━━ Given text
Anthony Paolone  — J.P. Morgan - Analyst

Thank you. Can you just maybe talk a little bit more about what you think the cap rate is on the assets you are buying and how you get to the range of I guess $0.20 to $0.40 of accretion?


Marc Holliday   SL Green Realty Corp. - President and CEO

Sure. The — in part — we were able to achieve some accretion through the disaggregation strategy. So by selling over $2 billion of assets simultaneous with the pending closing, we’re able to achieve a basis in the New York assets that have a GAAP cap rate in excess of 5% in 2007, Tony. And the cap rate in the other submarkets, Westchester at 6.7% and Connecticut Stamford, 5.5%. And New York City is actually as much as 5.25% based on the near-term roll over, particularly 1185 and 1350, based on where we see rents can go.

I would say the other drivers of that SSA was not only just the cap rates, but also should keep in mind the synergies that we believe we’ll be able to achieve because we have an extraordinary amount of capacity we feel certainly for the New York assets. And we think that by some other infrastructure savings that we’ll be able to achieve, and given the volume of people the Scott would be hiring and utilizing as part of his platform for the Long Island/New Jersey assets, that also will add to significant accretion.
━━━━
* [Task statement] Revise the passage of the earnings call transcript between "Thank you. Can" and "to $0.40 of accretion?", inclusive, replacing "cap rate" with "capitalization rate".
━━ Information shown
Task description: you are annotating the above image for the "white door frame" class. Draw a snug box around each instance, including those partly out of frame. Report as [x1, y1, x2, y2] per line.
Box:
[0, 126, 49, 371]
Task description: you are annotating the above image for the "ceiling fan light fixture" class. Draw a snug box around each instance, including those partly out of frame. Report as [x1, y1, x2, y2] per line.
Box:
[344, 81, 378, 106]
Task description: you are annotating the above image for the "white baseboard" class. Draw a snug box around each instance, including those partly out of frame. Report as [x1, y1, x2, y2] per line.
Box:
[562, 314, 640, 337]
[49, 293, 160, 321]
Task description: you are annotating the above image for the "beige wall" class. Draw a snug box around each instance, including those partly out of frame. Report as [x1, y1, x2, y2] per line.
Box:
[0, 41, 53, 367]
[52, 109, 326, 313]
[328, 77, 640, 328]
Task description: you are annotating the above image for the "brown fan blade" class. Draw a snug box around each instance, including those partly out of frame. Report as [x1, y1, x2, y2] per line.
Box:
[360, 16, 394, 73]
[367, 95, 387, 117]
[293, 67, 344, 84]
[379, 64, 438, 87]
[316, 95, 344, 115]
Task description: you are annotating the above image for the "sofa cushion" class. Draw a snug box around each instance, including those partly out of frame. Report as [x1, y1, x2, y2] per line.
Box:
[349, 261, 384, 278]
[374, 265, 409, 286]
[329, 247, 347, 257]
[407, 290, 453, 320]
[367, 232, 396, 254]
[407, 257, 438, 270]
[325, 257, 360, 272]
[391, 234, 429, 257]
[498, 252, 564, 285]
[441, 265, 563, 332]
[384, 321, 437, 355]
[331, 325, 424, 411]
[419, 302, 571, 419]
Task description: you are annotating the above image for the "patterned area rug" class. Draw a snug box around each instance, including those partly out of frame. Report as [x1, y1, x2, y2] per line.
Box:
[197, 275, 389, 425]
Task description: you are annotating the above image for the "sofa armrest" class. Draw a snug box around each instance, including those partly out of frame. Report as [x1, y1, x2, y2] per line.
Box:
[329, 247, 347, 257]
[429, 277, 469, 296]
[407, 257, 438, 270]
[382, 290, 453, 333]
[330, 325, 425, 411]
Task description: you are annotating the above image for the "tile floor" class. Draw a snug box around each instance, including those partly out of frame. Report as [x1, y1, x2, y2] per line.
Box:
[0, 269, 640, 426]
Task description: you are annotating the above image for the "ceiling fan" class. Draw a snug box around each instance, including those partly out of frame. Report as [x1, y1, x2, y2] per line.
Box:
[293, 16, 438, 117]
━━━━
* [Result for this exercise]
Thank you. Can you just maybe talk a little bit more about what you think the capitalization rate is on the assets you are buying and how you get to the range of I guess $0.20 to $0.40 of accretion?